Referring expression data
◆ ◆ ◆ ◆ ◆ ◆ ◆
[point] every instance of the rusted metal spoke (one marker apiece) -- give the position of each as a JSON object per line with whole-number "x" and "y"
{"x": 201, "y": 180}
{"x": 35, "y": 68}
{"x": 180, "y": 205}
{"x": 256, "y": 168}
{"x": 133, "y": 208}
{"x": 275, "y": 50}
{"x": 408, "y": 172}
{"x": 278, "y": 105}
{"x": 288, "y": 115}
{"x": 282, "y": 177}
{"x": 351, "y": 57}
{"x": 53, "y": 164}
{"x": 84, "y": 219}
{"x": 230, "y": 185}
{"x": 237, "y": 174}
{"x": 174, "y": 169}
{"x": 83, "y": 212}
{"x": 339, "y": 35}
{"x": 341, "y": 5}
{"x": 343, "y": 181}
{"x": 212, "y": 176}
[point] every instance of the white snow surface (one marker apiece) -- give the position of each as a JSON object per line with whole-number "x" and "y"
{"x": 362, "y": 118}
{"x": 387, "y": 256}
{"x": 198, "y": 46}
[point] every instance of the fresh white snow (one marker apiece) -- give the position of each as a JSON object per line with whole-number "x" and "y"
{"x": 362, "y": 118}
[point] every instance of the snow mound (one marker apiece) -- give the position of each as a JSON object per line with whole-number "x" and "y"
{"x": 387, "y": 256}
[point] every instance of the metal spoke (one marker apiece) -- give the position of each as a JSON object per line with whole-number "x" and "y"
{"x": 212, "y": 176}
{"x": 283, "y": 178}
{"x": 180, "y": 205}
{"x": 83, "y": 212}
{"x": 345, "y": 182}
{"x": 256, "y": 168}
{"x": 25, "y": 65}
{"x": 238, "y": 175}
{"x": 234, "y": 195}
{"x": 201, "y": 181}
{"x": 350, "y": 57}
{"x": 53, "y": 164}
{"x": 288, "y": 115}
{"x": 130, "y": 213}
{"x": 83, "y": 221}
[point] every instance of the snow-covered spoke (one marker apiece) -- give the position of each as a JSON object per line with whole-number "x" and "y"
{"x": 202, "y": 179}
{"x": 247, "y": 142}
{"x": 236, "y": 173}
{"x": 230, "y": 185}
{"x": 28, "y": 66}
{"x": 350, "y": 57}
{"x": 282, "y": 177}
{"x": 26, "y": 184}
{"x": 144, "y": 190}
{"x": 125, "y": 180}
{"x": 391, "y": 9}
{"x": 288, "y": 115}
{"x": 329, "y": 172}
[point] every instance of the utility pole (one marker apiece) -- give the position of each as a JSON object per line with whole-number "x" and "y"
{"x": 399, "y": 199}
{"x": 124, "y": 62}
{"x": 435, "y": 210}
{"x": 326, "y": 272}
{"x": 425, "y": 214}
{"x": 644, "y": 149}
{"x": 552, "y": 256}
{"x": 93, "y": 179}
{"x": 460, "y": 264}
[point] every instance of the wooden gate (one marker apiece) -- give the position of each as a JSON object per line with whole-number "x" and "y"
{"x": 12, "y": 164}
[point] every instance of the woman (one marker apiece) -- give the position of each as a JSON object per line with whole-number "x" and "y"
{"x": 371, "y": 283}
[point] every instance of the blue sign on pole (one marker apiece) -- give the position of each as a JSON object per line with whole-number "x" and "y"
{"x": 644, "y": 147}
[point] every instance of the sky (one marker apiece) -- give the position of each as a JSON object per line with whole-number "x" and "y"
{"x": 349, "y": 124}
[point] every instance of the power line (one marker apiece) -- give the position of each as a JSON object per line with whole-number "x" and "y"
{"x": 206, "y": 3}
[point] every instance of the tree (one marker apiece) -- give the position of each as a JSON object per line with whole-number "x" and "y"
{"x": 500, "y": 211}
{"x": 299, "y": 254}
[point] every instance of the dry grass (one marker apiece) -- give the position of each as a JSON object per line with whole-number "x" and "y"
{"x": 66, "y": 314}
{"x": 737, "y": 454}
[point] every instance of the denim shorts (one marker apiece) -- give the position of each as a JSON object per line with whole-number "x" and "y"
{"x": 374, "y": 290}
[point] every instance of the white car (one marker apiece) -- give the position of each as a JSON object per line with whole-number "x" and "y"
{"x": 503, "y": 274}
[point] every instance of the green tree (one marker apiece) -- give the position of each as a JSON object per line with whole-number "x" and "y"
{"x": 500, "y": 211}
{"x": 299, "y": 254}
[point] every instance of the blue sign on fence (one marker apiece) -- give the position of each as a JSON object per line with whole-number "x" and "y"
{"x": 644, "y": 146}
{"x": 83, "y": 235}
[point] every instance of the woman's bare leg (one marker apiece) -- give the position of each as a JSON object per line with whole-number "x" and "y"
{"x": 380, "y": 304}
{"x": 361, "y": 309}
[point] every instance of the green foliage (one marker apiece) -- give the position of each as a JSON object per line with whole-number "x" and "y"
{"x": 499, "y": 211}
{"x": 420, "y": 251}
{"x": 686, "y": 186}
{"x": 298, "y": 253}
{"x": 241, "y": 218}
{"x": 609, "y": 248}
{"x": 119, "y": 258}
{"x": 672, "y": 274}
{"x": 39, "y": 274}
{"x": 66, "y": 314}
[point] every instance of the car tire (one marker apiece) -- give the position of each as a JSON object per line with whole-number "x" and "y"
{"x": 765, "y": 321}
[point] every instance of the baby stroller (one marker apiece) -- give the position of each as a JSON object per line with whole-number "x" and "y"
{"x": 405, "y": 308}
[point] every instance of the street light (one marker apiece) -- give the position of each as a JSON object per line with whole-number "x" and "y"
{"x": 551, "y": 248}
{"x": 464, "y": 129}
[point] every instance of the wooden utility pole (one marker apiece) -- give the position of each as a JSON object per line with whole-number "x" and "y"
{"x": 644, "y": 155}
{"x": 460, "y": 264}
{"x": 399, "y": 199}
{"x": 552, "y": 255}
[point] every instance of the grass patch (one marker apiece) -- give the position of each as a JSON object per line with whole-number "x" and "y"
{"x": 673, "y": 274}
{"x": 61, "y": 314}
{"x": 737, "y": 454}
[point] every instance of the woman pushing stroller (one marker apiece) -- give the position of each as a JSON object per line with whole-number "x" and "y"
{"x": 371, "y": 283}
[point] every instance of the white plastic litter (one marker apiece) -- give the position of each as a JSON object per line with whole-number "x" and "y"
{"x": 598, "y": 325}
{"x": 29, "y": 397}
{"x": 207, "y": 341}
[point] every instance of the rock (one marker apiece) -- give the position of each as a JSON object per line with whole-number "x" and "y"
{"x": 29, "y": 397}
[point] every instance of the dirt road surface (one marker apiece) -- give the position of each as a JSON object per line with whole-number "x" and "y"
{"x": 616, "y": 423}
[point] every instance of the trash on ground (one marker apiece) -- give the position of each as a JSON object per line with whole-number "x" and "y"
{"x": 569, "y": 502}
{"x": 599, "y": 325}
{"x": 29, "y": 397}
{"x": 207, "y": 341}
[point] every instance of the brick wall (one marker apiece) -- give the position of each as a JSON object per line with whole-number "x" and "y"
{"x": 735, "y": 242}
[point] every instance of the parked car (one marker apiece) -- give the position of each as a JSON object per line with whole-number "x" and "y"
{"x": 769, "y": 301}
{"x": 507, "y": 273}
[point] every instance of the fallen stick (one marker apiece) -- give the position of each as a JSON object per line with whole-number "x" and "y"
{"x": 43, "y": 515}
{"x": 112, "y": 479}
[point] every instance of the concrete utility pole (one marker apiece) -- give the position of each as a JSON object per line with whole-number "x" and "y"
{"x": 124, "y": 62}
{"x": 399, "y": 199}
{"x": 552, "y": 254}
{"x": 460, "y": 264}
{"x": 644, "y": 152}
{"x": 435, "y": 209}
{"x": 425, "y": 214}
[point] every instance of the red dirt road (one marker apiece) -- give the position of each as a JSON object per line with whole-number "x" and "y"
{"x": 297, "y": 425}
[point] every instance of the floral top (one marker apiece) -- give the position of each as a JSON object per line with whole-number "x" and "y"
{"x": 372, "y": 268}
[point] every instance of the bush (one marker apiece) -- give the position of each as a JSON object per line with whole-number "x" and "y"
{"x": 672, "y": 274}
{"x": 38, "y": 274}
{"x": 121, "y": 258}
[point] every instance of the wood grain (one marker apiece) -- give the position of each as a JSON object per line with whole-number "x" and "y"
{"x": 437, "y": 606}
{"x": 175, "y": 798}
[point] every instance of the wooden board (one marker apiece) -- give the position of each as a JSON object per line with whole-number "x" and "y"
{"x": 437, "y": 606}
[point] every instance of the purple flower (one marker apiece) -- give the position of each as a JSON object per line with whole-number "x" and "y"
◆ ◆ ◆ ◆ ◆ ◆ ◆
◆ Task item
Reproduce, with both ends included, the lines from the one holding "[point] every instance of the wood grain" to the end of the records above.

◆ Your solution
[point] every instance of the wood grain (one marker apiece) -- give the position of each as a JSON object per line with whole-number "x" and "y"
{"x": 437, "y": 606}
{"x": 175, "y": 798}
[point] every instance of the wooden board (one marker apiece) -- give the position of each as a JSON object per line with whole-number "x" and "y"
{"x": 437, "y": 606}
[point] every instance of the purple flower (one marker apiece) -- give the position of each as a JSON object per line with whole-number "x" and "y"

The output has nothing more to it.